Exercise instructions
a) Decide whether each statement below agrees with the passage on UNAMI reports. For each one, answer yes or no and quote the exact words of the passage that settle it.
(i) The reports examined cover the years 2003 to 2010.
(ii) Each report is divided into four main sections.
(iii) The paper concentrates mainly on the section about key political developments within Iraq.
b) Reproduce part of the passage on UNAMI reports word for word. Begin at the words "A methodological note" and stop after "to report on.".
c) Write what comes next in the passage on UNAMI reports, starting after its last sentence.

Source excerpt
▼
This paper is an analysis of UNAMI reports, between 2003 and 2010, found through the UNAMI websites. UNAMI reports are prepared for the UN Secretary General, mandated under multiple UN resolutions: paragraph 30 in resolution 1546 in 2004, paragraph 6 in resolution 1770 in 2007, and finally revised under paragraph 6 of resolution 1883 in 2009. Each report is split into three main sections: a section regarding the key political developments within Iraq, a summary of what UNAMI has accomplished, and observations. This paper will primarily focus on the summary and observations of the UNAMI reports, comparing the discourse to major political events and trends.

A methodological note must be made. UNAMI reports are not for a private audience, nor are they opinion pieces. UNAMI, by virtue of being a political support mission, must maintain good relations with the Iraqi government. As a result, it is highly likely that UNAMI reports are “sanitized” before release, and possible that analysis on them fails to account for rigorous internal debate. However, in light of the bully pulpit that UNAMI holds, as it holds “enjoys good relations with a wide range of actors from across the political spectrum” united_nations_report_2007-2, it is important to carry out an analysis of how UNAMI has responded to events within its political reports, and what UNAMI fails to report on.
▲
Data shown
▼
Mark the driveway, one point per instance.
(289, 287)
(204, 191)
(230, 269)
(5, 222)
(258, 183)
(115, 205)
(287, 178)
▲
Answers to the exercises
a)
(i) Yes: "between 2003 and 2010"
(ii) No: "Each report is split into three main sections"
(iii) No: "This paper will primarily focus on the summary and observations of the UNAMI reports"

b)
A methodological note must be made. UNAMI reports are not for a private audience, nor are they opinion pieces. UNAMI, by virtue of being a political support mission, must maintain good relations with the Iraqi government. As a result, it is highly likely that UNAMI reports are “sanitized” before release, and possible that analysis on them fails to account for rigorous internal debate. However, in light of the bully pulpit that UNAMI holds, as it holds “enjoys good relations with a wide range of actors from across the political spectrum” united_nations_report_2007-2, it is important to carry out an analysis of how UNAMI has responded to events within its political reports, and what UNAMI fails to report on.

c)
The time frame of 2003 to 2010 is chosen for two major reasons: it is bookended by the US invasion of Iraq and the 2003 constitutional drafting process, and the re-election of Prime Minister Nouri al-Maliki, which provides a useful case study on a government that appears pluralistic but in fact entrenches sectarian identities. In addition, ending with 2010 allows for a study of sectarianism that is not overshadowed by the formation of the Islamic State. While the Islamic State is a form of sect-based violence, it remains outside the scope of a study on the effects and developments of sectarian identities, as it remains a violent outlier expression of sectarian identities. Most sect-based violence is on a far lesser scale, and more pervasive to society. In addition, limiting the analysis to before 2011 allows the study to remain unaffected by the Arab Spring, another potentially confounding factor in the discourse.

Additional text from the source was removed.